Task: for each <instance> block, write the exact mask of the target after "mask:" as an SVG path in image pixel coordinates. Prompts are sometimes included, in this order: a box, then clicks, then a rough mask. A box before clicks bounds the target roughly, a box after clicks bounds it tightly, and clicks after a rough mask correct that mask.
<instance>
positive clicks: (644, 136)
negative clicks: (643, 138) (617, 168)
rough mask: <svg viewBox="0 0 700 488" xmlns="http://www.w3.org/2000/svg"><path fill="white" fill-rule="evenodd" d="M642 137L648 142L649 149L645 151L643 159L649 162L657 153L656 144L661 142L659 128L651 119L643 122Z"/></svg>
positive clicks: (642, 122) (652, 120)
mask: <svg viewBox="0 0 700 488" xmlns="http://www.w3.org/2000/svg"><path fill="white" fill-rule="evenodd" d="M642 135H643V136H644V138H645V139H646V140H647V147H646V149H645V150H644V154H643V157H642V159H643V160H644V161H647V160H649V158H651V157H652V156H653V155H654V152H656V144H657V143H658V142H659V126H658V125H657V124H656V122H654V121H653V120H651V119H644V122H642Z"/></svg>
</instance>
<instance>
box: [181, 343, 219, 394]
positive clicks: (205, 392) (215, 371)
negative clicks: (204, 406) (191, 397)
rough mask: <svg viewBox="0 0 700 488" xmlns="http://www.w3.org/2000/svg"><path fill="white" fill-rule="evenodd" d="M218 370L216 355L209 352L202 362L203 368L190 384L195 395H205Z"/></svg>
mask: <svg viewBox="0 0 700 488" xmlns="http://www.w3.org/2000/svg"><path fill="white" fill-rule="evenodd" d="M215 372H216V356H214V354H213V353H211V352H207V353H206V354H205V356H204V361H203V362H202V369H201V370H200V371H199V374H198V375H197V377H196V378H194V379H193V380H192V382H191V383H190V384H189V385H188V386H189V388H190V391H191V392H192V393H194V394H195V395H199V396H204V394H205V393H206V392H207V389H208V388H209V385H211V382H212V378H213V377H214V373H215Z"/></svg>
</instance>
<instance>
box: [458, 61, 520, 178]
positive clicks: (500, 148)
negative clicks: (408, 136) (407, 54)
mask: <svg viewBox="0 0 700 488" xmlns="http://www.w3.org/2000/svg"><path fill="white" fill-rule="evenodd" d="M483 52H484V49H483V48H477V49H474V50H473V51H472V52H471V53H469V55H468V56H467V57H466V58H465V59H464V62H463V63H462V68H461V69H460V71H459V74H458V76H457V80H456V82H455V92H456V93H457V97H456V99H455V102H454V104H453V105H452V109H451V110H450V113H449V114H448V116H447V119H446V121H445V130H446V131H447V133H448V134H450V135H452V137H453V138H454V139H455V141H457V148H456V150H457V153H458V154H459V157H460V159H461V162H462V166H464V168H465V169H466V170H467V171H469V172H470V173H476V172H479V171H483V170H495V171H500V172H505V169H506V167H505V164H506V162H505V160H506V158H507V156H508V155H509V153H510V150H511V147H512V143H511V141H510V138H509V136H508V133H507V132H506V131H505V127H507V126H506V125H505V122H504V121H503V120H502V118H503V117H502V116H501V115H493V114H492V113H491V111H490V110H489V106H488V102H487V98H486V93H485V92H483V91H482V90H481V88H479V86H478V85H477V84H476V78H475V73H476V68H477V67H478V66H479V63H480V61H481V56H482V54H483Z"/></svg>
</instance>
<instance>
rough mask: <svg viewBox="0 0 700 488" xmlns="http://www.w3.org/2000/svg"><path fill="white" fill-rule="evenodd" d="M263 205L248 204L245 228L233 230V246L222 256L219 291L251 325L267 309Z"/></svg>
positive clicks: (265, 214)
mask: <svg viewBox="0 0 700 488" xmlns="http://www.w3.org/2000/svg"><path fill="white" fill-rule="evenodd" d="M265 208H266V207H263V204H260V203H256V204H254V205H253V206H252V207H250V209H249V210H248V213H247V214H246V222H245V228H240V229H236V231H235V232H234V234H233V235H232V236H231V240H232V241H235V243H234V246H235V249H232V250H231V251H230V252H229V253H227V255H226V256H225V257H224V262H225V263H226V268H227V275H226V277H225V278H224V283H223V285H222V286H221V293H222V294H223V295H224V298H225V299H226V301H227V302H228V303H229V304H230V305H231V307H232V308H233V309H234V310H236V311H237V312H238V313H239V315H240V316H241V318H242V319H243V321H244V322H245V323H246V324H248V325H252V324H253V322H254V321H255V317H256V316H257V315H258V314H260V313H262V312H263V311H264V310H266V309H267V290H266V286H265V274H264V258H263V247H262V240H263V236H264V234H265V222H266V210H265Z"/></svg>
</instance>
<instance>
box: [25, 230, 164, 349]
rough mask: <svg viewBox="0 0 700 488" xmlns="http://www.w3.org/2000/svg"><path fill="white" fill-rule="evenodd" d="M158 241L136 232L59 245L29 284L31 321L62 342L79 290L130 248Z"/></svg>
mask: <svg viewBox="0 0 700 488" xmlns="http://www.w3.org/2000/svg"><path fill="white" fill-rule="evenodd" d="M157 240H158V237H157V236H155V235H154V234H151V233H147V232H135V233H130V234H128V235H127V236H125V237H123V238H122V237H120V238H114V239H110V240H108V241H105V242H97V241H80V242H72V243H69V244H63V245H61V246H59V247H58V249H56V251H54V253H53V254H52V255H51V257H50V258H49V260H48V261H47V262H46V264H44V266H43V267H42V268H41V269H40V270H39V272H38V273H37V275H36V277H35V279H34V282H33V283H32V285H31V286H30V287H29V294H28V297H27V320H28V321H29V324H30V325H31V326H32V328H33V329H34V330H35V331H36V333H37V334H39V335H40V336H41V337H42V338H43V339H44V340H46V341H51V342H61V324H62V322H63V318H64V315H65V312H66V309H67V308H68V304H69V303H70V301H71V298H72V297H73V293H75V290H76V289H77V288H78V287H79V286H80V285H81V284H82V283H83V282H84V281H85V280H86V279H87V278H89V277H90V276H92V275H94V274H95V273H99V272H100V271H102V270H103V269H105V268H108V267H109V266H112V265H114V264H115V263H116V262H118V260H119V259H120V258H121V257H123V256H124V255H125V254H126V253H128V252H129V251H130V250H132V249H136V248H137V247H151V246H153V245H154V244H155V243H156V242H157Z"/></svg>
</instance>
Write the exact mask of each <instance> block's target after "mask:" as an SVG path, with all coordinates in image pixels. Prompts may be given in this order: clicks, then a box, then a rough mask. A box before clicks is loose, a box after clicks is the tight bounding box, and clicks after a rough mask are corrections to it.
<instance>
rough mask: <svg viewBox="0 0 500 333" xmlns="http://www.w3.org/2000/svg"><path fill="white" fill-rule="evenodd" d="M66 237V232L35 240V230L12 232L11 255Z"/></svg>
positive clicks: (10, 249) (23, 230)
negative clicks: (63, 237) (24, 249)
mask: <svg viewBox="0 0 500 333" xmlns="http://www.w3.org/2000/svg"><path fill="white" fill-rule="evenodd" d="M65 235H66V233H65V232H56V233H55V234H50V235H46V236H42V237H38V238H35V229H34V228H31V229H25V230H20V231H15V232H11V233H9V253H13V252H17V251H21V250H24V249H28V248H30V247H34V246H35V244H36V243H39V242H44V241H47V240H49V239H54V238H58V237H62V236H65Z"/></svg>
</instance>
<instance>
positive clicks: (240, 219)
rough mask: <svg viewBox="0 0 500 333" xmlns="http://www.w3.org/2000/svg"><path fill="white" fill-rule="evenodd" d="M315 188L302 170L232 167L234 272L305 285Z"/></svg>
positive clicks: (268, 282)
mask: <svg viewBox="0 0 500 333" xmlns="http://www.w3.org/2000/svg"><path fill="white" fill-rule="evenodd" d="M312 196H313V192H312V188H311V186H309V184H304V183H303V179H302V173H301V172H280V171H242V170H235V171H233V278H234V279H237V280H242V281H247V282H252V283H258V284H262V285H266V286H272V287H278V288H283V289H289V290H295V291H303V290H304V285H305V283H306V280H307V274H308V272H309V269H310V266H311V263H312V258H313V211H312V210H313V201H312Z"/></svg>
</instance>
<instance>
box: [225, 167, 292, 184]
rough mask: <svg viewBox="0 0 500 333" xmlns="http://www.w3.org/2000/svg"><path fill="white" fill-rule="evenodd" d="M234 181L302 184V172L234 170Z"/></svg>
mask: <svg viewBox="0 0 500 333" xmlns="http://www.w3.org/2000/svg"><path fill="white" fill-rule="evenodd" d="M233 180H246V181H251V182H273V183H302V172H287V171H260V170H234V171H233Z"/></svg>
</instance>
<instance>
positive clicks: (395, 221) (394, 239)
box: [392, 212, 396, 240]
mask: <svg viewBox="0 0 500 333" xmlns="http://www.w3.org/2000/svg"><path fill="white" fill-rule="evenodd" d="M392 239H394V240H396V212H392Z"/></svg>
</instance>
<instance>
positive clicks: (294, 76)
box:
....................
**Your assignment:** Leave out every line above except those from the line with "370L216 355L209 352L202" up to and including the line with "positive clicks: (500, 148)", and copy those exactly.

**Exercise result:**
rough mask: <svg viewBox="0 0 700 488" xmlns="http://www.w3.org/2000/svg"><path fill="white" fill-rule="evenodd" d="M218 370L216 355L209 352L202 362L203 368L190 384L195 395H205Z"/></svg>
mask: <svg viewBox="0 0 700 488" xmlns="http://www.w3.org/2000/svg"><path fill="white" fill-rule="evenodd" d="M215 372H216V356H214V354H213V353H211V352H207V353H206V354H205V356H204V361H203V362H202V369H201V370H200V371H199V374H198V375H197V377H196V378H194V379H193V380H192V382H191V383H190V384H189V385H188V386H189V388H190V391H191V392H192V393H194V394H195V395H199V396H204V394H205V393H206V392H207V389H208V388H209V385H211V382H212V378H213V377H214V373H215Z"/></svg>
</instance>
<instance>
box: [458, 61, 520, 178]
positive clicks: (500, 148)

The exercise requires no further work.